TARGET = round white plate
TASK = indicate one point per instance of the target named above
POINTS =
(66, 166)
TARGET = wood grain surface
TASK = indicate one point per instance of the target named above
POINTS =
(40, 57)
****
**Task details**
The full listing must be copied exactly, every line included.

**Solution below**
TARGET = round white plate
TASK = indicate one point per instance of the target named above
POINTS =
(66, 166)
TARGET = wood grain surface
TASK = indicate one point per instance of the target named above
POINTS =
(40, 57)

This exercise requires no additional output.